Looking back over the lives and careers of the influential metalcasting leaders that make up the FM&T Hall of Honor, one runs into a lot of old-fashioned and retired notions. Notions such as the benefits of hard work, company loyalty and above all an enduring dedication to quality production.
Year after year, stories of these inductees teach the lessons of how traits like these have helped innovate the industry and inspire new generations of foundry workers to carry the torch of this age-old field.
Every new inductee to this exclusive club, however, marks another leader, another innovator, another master of the craft who has left the industry behind after a long, inspiring career. As these men leave and the generation of workers they influenced age closer to retirement, the foundry is facing a pending crisis: the newest generation of workers is entering the rebounding industry without the benefit of these leaders or their old fashioned notions to guide them.
Luckily, though, this new generation has Robert Smillie.
With his 35 years at Ford Motor Co. and eight more at Nemak Corp. of Canada, Smillie is every bit the industry leader this Hall of Honor was designed to celebrate. However Smillie has not quite left the industry yet, and he is not likely to in the near future.
Since leaving Nemak in 2008, Bob Smillie has dedicated himself to giving back to his industry by putting his 42 years of experience to use teaching new generations of foundry workers how to pick up where his generation left off.

= = = = =

- CHALLENGES -
1. According to the Hall of Honor text, how many years did Robert Smillie spend at Ford Motor Co.?
2. Go on with the text about Robert Smillie and the FM&T Hall of Honor, picking up after its final sentence.

Rows from a pointing dataset:
= = = = =

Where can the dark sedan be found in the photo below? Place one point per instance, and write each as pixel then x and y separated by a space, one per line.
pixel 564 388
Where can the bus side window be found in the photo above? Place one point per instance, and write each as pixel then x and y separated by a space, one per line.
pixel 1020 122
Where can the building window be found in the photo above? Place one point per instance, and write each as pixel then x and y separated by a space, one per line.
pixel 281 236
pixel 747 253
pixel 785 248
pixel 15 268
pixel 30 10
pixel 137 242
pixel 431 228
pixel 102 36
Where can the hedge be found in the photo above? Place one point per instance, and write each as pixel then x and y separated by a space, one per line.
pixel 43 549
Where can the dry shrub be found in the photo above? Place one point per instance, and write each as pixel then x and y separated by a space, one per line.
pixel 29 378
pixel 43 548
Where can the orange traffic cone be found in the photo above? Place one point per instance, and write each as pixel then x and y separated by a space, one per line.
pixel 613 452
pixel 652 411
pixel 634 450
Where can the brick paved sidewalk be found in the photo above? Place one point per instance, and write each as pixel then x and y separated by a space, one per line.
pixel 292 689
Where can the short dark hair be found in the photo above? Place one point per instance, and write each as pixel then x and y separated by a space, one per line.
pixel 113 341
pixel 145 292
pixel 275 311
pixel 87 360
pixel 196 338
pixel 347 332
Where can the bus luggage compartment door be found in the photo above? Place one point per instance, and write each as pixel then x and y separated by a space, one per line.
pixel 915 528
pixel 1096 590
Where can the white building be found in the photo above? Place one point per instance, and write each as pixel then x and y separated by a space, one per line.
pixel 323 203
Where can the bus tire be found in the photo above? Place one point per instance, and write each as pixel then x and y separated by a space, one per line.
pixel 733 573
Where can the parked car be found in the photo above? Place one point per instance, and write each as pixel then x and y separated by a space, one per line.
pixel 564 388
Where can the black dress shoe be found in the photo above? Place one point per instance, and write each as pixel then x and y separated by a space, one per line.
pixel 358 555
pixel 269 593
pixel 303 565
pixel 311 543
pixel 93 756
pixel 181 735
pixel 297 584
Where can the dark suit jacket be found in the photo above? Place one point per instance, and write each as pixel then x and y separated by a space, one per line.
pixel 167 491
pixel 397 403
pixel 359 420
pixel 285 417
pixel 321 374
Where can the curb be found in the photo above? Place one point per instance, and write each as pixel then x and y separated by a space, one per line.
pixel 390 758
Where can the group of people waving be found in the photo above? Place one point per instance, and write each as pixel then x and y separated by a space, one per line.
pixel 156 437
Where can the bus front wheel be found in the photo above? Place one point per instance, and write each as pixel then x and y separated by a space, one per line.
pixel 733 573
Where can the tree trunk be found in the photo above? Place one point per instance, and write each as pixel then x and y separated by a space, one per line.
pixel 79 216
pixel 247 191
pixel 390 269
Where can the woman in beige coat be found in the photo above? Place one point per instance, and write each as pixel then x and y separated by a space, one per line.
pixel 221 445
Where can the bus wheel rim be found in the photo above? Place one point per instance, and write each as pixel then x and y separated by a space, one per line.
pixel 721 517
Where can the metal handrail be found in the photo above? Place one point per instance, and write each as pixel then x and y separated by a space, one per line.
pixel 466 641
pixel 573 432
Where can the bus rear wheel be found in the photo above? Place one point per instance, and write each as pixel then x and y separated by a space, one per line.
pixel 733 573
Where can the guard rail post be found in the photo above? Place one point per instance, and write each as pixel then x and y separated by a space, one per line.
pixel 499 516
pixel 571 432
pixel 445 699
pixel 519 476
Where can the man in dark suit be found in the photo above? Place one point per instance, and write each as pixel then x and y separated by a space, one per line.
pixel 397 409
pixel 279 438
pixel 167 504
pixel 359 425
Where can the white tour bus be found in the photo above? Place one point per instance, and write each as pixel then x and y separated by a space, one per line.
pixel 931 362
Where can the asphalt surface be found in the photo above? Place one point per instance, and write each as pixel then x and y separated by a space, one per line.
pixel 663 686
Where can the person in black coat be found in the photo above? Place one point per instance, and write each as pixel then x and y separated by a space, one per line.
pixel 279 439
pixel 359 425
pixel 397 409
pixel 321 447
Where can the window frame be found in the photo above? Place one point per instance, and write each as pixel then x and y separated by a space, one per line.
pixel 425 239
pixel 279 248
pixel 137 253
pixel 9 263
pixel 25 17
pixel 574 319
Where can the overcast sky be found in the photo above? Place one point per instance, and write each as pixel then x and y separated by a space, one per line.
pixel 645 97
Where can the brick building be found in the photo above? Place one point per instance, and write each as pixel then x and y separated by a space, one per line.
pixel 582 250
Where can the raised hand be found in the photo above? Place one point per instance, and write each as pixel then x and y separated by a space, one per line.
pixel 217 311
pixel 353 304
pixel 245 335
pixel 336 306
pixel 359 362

= = = = =

- RESPONSES -
1. 35 years.

2.
"When I started in the foundry, I was thrown in with the wolves," Smillie recalls. "What really helped me was that I had some great mentors that befriended me and were able to help me learn how to make castings at a very early age. What I'm doing at this point of my life and my career is spending tremendous amount of my time with students, particularly Foundry Education Foundation students to give back some of the knowledge I received as a student."
"It's kind of full circle for me," he said.
As a former FEF president and current member of the board, Smillie teaches high school students about metalcasting at FEF schools in Michigan and Canada, even working with them in the lab and giving them testimony about his life in the foundry, said Bill Sorensen, executive director of FEF.
"Students look at Bob with awe because of everything he has accomplished," he noted. "It's remarkable. He is exactly the kind of person you want on your board."
Taking a look back at Smillie's career, it is no surprise that he should end up in this role. For Bob Smillie, education is at the absolute heart of life — to him, every new opportunity is just another chance to learn something new.
Appropriately, when he started out back in the 1960s, he wasn't exactly sure what he wanted to do or where he wanted to go. He just let his eagerness to learn and his passion for new challenges guide him.
"I was always interested in getting into the automotive side of business," he remembers. "My dad had been in the industry all of his life, so I grew up in that environment and wanted to make that environment my career. I just wasn't sure what that looked like."
This goal, however uncertain, was clear enough to set him off to Kalamazoo, MI, to study mechanical engineering at Western Michigan University.
While there, though it certainly wasn't in his engineering curriculum, he happened into an introduction to metalcasting course -- a class that would change his life forever.
"There I was, a young guy, 21 years old, walking into the foundry for the first time," he recalled. "I saw this fire, all of these sparks. To me it was like the Fourth of July. Why wouldn't I want to be a part of that?"
The whole process of foundry work amazed him. The transformation of raw materials to iron to product set in motion a lifelong passion for the industry that he still hasn't been able to shake.
"Metalcasting was my first love and remains that today," he said. "I still have that same wonder."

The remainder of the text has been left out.